───── Records ─────

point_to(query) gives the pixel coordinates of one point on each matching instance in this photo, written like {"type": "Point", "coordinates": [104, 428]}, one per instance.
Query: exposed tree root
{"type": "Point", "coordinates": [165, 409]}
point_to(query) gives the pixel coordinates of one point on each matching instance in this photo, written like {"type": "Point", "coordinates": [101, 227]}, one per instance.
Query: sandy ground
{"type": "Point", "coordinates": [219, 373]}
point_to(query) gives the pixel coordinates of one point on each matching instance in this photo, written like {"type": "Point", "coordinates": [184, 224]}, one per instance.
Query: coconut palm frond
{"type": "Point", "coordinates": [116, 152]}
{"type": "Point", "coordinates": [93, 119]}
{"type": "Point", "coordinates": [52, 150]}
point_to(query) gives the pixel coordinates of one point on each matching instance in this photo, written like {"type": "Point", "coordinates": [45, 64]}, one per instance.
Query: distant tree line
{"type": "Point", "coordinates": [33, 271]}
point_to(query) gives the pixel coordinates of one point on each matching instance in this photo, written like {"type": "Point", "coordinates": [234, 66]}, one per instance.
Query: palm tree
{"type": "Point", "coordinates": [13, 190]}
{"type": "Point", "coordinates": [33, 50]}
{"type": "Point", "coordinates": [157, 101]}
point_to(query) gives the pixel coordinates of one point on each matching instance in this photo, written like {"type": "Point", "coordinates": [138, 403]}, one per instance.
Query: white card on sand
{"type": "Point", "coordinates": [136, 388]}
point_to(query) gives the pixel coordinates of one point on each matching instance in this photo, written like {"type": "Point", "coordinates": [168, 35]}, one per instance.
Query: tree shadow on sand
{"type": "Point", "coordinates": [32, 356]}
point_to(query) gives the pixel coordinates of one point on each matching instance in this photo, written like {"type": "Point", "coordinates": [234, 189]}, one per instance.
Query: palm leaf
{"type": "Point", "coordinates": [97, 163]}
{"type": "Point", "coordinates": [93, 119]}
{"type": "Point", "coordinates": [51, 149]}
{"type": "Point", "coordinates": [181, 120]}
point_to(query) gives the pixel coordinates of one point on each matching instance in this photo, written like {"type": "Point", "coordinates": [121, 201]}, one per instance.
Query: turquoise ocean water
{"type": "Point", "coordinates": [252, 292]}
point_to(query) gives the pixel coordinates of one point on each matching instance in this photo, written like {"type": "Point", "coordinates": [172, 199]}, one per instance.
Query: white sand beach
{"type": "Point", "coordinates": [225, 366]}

─────

▸ **Prompt**: Show each line of the records that contains the string "written", copying the lines unchanged. Case counts, so list only lines where the capitalization matches.

▸ **Answer to the exercise**:
point_to(query) gives the pixel coordinates of one point on each matching instance in this photo, written like {"type": "Point", "coordinates": [104, 428]}, one per instance.
point_to(query) gives the pixel coordinates of one point on each matching instance in this photo, written like {"type": "Point", "coordinates": [101, 227]}, one per instance.
point_to(query) gives the pixel coordinates of one point on each matching instance in this photo, written like {"type": "Point", "coordinates": [184, 224]}, one per instance.
point_to(query) gives the pixel coordinates of one point on each matching instance in this photo, written like {"type": "Point", "coordinates": [45, 64]}, one per instance.
point_to(query) gives the pixel coordinates of one point on each matching instance in this photo, written like {"type": "Point", "coordinates": [234, 66]}, one per instance.
point_to(query) gives the pixel coordinates of one point on each matching instance in this photo, written like {"type": "Point", "coordinates": [138, 403]}, one per instance.
point_to(query) gives the pixel coordinates of one point on each matching instance in this photo, written like {"type": "Point", "coordinates": [168, 35]}, one per instance.
point_to(query) gives the pixel coordinates of one point on each matching instance in this photo, written like {"type": "Point", "coordinates": [234, 189]}, one per instance.
point_to(query) gives the pixel coordinates of one point on each matching instance in this photo, written like {"type": "Point", "coordinates": [121, 201]}, one per instance.
point_to(query) gives the pixel coordinates of one point on each matching instance in this photo, written like {"type": "Point", "coordinates": [172, 199]}, one per instance.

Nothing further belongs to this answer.